= What to work on =
Report every line of the entries below that contains the string "positive", copying each one in full. Case counts.

Stored entries
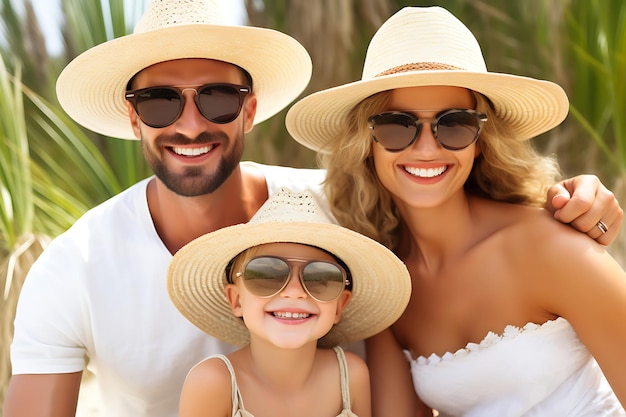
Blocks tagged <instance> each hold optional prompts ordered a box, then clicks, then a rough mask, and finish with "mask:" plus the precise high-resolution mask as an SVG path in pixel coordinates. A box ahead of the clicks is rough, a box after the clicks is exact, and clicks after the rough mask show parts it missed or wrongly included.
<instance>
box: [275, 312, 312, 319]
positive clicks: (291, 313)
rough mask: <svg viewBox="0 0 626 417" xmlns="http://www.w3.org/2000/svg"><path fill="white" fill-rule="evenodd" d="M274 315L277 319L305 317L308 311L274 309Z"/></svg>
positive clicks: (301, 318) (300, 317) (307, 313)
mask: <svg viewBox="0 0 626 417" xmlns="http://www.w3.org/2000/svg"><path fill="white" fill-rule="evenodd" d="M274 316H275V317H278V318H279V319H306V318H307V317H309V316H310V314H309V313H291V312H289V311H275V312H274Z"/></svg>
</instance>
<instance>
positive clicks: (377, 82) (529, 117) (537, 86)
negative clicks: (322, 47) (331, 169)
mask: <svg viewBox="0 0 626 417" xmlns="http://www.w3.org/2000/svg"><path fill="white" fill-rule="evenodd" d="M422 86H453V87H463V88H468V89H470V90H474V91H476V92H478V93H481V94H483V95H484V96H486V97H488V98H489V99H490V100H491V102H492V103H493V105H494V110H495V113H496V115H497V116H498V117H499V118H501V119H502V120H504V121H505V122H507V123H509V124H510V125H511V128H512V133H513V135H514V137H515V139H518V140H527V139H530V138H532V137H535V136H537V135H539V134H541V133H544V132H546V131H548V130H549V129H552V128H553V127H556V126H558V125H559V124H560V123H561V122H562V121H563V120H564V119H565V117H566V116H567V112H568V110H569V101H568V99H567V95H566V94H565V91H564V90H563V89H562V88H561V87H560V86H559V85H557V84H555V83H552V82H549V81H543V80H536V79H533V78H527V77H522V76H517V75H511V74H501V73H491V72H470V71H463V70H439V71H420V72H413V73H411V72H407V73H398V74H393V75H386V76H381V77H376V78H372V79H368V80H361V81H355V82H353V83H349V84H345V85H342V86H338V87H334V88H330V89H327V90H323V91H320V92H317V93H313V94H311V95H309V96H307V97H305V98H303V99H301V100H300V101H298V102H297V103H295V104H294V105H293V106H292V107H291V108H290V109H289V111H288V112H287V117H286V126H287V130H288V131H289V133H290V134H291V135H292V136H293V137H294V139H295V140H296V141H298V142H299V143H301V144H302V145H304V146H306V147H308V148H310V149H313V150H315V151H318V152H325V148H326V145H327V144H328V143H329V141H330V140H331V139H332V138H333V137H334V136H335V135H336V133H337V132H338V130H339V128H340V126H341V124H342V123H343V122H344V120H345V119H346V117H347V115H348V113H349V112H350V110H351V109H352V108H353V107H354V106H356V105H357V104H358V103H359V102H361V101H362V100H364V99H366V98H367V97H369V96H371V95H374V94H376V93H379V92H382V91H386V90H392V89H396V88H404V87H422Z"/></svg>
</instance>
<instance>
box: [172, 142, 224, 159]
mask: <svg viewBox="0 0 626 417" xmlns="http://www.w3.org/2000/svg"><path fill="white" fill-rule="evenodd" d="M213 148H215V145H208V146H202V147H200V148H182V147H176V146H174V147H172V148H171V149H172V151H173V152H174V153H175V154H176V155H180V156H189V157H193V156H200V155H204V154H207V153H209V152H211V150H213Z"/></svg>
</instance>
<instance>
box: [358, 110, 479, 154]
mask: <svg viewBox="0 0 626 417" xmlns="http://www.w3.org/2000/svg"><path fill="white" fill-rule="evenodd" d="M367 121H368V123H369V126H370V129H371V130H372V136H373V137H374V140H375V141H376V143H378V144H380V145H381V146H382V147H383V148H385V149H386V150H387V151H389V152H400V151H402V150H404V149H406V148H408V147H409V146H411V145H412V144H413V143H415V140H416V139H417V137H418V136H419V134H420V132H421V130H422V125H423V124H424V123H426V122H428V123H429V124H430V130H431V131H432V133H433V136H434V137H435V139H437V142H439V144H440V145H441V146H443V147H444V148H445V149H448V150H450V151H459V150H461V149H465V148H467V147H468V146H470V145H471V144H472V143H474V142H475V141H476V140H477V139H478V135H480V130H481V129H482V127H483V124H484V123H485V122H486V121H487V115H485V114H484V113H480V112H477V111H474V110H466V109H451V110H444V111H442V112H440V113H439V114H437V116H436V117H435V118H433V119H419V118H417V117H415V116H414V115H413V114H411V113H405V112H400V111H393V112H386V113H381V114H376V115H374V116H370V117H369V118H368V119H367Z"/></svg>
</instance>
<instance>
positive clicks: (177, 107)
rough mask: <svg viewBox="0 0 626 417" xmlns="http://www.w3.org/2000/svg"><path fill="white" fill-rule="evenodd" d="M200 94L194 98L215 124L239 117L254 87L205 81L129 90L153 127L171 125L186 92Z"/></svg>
...
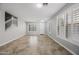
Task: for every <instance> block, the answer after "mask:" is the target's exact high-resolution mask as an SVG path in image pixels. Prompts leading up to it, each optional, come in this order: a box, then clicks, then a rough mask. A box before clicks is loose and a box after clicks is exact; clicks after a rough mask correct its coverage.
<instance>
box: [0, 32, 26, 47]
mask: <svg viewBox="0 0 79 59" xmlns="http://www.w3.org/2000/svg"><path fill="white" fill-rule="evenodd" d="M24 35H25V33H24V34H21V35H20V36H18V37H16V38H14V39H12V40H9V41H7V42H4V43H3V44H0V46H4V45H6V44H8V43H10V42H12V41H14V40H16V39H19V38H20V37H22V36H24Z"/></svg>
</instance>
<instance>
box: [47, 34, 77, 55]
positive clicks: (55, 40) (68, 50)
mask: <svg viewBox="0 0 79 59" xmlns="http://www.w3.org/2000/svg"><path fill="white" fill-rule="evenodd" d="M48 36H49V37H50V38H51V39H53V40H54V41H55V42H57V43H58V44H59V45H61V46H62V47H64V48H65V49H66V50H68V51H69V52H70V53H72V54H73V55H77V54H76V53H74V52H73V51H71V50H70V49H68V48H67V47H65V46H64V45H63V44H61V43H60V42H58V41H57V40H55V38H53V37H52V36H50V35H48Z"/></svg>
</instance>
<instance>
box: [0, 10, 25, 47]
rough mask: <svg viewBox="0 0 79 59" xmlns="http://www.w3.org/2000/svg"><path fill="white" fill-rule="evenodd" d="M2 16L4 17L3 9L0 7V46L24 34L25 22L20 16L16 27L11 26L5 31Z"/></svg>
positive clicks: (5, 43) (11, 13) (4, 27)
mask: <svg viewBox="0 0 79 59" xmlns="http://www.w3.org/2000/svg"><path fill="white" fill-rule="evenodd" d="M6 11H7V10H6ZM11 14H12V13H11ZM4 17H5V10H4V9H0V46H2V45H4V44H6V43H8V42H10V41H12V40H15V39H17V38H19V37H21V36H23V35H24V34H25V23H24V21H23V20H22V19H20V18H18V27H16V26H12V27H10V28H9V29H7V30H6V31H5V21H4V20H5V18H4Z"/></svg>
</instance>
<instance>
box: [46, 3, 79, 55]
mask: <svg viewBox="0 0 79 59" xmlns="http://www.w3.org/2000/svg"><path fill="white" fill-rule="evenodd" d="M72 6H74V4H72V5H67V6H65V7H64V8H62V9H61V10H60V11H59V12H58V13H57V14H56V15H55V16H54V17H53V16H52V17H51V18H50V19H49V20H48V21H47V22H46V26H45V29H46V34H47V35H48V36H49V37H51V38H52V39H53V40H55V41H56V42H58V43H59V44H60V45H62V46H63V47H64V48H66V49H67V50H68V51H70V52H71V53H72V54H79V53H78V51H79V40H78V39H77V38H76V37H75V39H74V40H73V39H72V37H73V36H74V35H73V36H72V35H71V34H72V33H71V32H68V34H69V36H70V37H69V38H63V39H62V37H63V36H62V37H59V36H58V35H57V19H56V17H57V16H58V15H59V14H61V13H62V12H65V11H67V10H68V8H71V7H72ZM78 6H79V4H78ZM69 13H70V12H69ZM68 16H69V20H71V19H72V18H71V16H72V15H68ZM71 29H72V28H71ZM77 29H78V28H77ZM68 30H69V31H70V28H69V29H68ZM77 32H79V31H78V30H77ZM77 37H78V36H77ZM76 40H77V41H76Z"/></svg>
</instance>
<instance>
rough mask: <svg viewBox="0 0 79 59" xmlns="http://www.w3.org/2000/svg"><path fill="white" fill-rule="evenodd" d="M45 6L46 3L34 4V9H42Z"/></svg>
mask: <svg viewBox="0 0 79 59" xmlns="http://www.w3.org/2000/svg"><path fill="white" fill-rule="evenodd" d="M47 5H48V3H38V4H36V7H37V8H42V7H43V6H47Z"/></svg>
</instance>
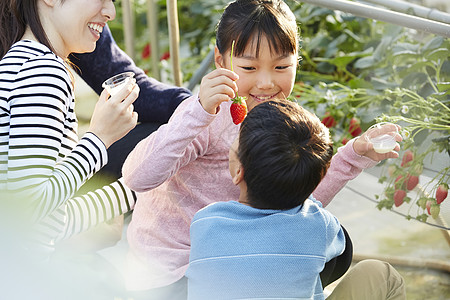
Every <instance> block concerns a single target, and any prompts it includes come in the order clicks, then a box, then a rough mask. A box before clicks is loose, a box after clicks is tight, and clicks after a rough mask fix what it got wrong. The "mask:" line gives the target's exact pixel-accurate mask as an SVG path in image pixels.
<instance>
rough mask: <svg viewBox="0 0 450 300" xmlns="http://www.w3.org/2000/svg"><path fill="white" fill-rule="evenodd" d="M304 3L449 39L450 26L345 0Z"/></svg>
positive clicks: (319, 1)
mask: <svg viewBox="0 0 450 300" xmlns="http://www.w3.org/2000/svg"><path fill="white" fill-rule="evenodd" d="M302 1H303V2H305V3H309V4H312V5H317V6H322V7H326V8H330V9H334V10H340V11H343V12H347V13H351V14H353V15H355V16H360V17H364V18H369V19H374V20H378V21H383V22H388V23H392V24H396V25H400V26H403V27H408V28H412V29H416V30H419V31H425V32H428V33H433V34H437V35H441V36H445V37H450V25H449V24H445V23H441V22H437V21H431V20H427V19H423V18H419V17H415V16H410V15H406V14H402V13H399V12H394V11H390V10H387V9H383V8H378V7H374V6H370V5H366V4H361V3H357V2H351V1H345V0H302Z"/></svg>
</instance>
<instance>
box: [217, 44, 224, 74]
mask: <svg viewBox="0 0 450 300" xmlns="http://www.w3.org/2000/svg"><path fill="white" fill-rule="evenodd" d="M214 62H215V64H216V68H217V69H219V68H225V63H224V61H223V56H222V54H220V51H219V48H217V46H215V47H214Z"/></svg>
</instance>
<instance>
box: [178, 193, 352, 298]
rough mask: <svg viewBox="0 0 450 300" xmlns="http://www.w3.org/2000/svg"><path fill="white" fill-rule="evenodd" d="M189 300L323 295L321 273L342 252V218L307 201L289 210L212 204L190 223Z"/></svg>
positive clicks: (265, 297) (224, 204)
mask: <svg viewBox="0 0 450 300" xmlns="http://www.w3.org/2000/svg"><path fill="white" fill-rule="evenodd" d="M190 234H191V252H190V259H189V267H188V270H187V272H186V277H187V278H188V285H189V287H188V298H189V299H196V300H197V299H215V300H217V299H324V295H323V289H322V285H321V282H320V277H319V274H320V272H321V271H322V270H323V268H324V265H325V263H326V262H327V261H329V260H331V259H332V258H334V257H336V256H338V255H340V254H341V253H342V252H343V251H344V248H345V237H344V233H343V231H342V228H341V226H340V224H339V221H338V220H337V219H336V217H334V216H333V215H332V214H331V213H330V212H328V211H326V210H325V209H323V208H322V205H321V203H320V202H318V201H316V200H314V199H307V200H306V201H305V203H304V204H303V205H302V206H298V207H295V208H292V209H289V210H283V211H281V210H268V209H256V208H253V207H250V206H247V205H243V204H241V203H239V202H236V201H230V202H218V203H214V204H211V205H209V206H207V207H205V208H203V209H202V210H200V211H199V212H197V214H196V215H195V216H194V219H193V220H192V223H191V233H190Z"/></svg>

= Result of this task =
positive clicks: (291, 313)
positive clicks: (301, 318) (300, 317) (307, 313)
positive clicks: (377, 82) (529, 117) (537, 86)
positive clicks: (177, 107)
positive clicks: (55, 40) (68, 50)
positive clicks: (5, 43) (11, 13) (4, 27)
positive clicks: (319, 1)
positive clicks: (265, 297) (224, 204)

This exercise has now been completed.